-- Поставленные задачи --
A - В чем, согласно тексту для чтения, состоит разница между недавними волнениями и маем 1968 года?
B - Пожалуйста, продолжите текст для чтения, начиная сразу после его последнего предложения.

##### Текст для чтения #####

Разница между этими недавними волнениями и маем 1968 года существенна: тогда господствовало желание разрушить существующий порядок, сейчас – желание вписаться в него. Неизвестно, что сложнее: проблема Франции состоит не в том, что ее капитализм пахнет социализмом, а в том, что он сильно отдает феодализмом. Это специфический французский способ противостоять принципу реальности, диктуемому сегодня все больше экономикой и все меньше политикой. Тупиковость такого пути проявляется, в частности, в нарастающей поляризации молодежи. Как говорят здесь: сломался социальный лифт. В отсутствие меритократической перспективы все большее число молодых выпадает из социума, люмпенизируется, пополняет банды шпаны, дилерскую сеть. Для своих демонстраций студенты вряд ли искали союза с хулиганами, их сплотил невинный повод – очередной правительственный проект.
Общество долго сопротивлялось, когда кто-нибудь пытался установить здоровье его социального тела, простукав его молоточком. Надо полагать, оно предпочитает, чтобы молодежь философствовала «Молотовым».
Писатель и паломник в страну Востока Виктор Пелевин на вопрос интервьюера о том, что он думает о пути, по которому идет Россия, сказал как-то, что не понимает, как одна метафора может идти по другой. Из этого отрезвляющего ответа (или ухода от него) не стоит, однако, выводить, будто Россия одинока и уникальна в склонности к метафорам, с одной стороны, и к романтике дороги, с другой.
Запад очень рано выбрал «путь» в заветную обойму своих ключевых метафор. Европейская наука от своих восточных предшественниц сразу отделила себя тем, что объявила: ее не интересует истина без указания средства, которое к ней ведет, то есть без обсуждения того, что по-гречески называется «методом» (methodos), учением о том, по какому пути нужно идти.

##### Предоставленные сведения #####

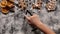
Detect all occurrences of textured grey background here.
[0,0,60,34]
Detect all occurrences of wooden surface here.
[0,0,60,34]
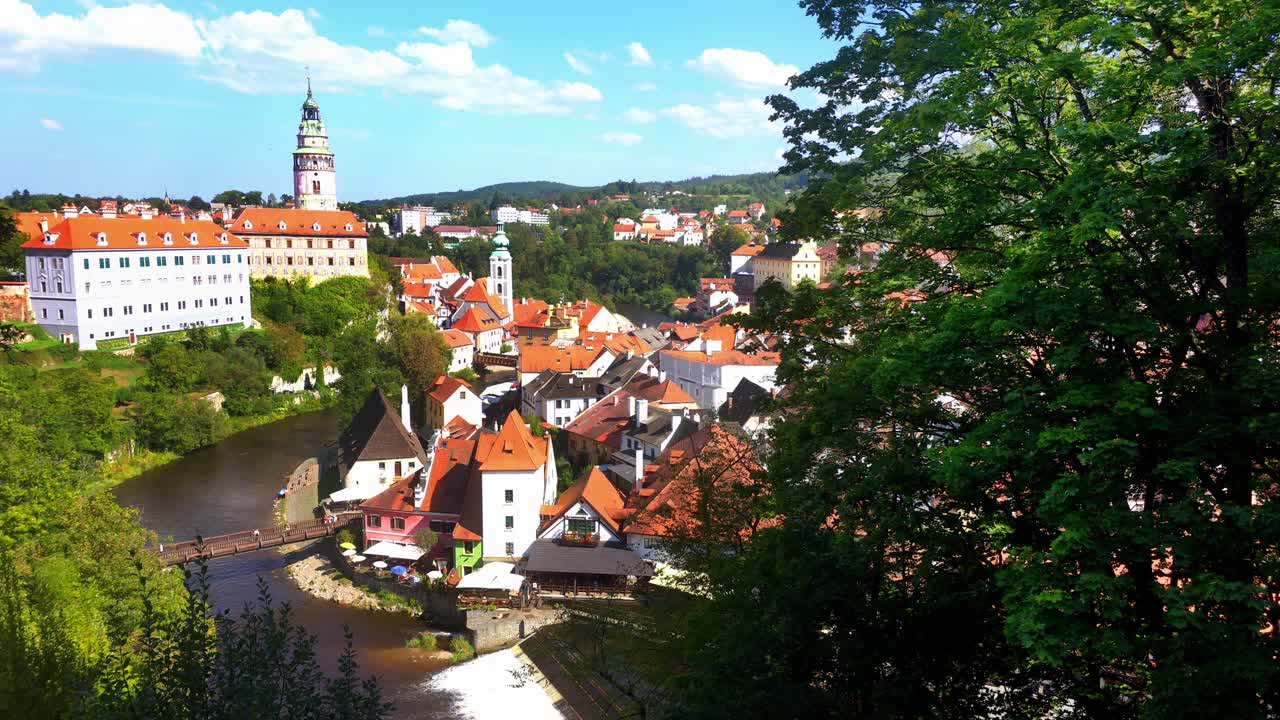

#####

-- Ответы --
A - Тогда господствовало желание разрушить существующий порядок, а сейчас — желание вписаться в него.

B -
Европеец издавна представлял себя путником, заброшенным-в-мир странником. Современник и симптом модерна – туризм – является гибридным потомком весьма почтенных, а иногда очень древних предков, среди которых кочевничество (горизонтальное, равнинное или вертикальное, горное), охотничья или торговая экспедиция, поездка на ярмарку, посольство к ближнему или дальнему соседу, набег на соперника, колониальный захват, религиозное миссионерство, вылазка по сбору дани, бродяжничество, переселение колонов, годы странствий студента или подмастерья, крестовый поход, вынужденные скитания и добровольная перемена мест. Чтобы стать собой, туризму не хватало только свободного времени и демократии. И конечно, техники, благодаря которой viator mundi смог стать – авиатором.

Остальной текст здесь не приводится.